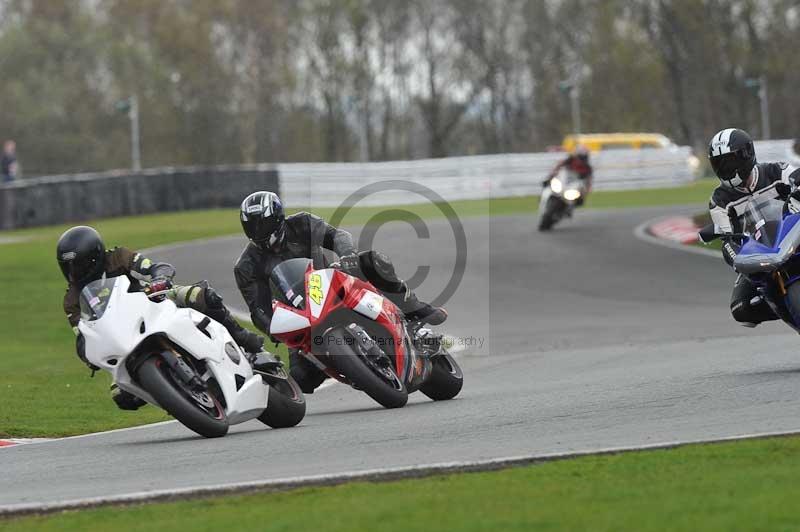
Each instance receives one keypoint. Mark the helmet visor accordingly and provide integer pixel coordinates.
(265, 230)
(79, 269)
(726, 166)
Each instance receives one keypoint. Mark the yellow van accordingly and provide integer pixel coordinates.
(595, 142)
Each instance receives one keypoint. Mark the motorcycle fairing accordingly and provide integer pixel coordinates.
(328, 291)
(755, 257)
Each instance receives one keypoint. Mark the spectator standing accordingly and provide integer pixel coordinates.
(9, 161)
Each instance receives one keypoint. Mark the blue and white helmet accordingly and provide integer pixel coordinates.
(733, 156)
(263, 219)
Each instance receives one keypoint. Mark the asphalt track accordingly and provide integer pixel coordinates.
(591, 339)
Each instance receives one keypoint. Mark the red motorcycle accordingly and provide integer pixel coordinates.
(356, 336)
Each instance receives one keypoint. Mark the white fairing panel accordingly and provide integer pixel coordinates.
(370, 305)
(130, 318)
(319, 281)
(284, 321)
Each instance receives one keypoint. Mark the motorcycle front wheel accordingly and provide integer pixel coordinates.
(286, 406)
(548, 218)
(200, 412)
(382, 385)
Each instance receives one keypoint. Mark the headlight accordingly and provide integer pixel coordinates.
(232, 353)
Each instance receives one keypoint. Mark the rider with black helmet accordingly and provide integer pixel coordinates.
(733, 158)
(274, 238)
(83, 258)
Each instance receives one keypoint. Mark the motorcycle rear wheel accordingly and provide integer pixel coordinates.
(153, 376)
(358, 371)
(286, 406)
(548, 217)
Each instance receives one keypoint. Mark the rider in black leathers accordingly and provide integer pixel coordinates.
(733, 158)
(275, 238)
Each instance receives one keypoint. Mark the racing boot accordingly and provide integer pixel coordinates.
(416, 310)
(265, 362)
(379, 270)
(125, 400)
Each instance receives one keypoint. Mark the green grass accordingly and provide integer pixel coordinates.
(750, 485)
(46, 391)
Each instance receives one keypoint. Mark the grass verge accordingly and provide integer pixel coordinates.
(45, 391)
(747, 485)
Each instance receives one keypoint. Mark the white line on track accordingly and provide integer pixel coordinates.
(642, 234)
(370, 475)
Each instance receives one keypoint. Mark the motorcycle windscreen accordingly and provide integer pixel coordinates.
(762, 219)
(288, 282)
(94, 298)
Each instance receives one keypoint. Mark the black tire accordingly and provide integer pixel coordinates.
(153, 377)
(286, 406)
(548, 218)
(445, 381)
(349, 364)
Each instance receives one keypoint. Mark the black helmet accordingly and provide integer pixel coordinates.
(81, 255)
(263, 219)
(732, 157)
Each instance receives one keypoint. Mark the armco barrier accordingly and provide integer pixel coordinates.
(71, 198)
(62, 199)
(456, 178)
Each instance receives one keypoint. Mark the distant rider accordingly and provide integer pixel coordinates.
(274, 238)
(577, 162)
(83, 258)
(733, 158)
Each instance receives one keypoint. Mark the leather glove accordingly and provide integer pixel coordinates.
(160, 284)
(350, 264)
(783, 190)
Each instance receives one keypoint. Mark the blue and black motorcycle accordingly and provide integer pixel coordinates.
(769, 235)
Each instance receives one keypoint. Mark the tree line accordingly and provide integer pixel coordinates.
(241, 81)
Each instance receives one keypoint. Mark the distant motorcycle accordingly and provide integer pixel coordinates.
(770, 249)
(355, 335)
(181, 360)
(559, 196)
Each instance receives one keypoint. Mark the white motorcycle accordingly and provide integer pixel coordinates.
(559, 198)
(182, 361)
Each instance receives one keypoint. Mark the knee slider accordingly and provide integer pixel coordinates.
(379, 269)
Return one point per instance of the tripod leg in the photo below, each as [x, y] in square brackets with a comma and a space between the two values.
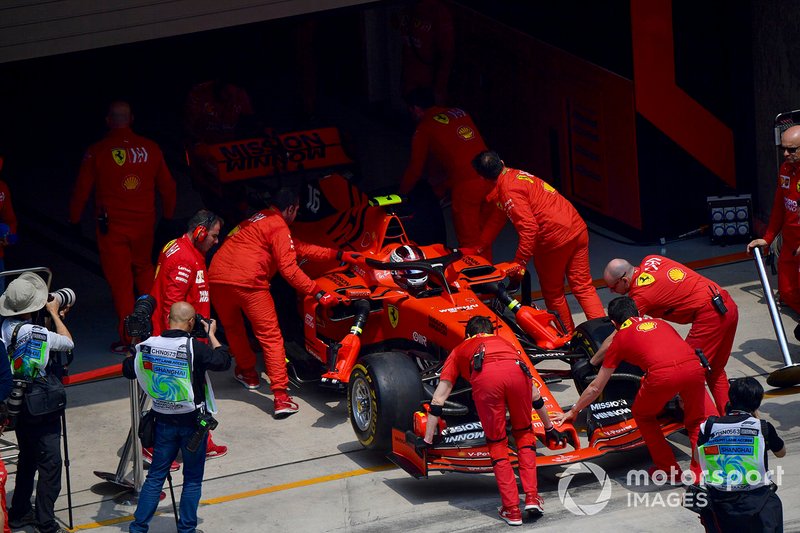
[66, 465]
[172, 495]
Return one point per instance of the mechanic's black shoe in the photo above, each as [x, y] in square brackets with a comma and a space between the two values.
[511, 515]
[285, 406]
[25, 520]
[534, 503]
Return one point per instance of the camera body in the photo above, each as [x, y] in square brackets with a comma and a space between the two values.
[65, 297]
[205, 423]
[15, 399]
[140, 322]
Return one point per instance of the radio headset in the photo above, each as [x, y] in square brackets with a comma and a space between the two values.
[201, 231]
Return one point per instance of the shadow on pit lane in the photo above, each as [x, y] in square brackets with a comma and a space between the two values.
[783, 416]
[767, 349]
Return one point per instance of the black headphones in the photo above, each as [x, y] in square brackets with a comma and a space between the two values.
[201, 231]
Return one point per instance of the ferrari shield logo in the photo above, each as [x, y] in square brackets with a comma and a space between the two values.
[644, 279]
[676, 274]
[119, 155]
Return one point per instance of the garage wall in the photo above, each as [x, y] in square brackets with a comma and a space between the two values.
[37, 28]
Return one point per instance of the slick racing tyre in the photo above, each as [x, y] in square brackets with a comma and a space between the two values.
[624, 383]
[384, 391]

########################################

Set down, word for word, only the lines running from the line with "Return one point per instance of the black" to the last line of the listing above. Both of those lines belong in your answer.

*FULL RESPONSE:*
Return one point per instance of the black headphones in the photo above, each as [x, y] in square brackets with a comma and a space between the two values.
[201, 231]
Return one point per instance of the ferrari shield logo in the photo above, each as [x, y] in square brackets with a comma and a space between the two values.
[644, 279]
[676, 274]
[119, 155]
Return one point per instance of the garage wall in the photo above, each as [x, y] in square brackets with a comma and a space between the two values.
[37, 28]
Return one point per instance of the slick racing tyre in the photo above, each as [x, y] in square brackets with a comma and a space between the two values.
[624, 383]
[384, 391]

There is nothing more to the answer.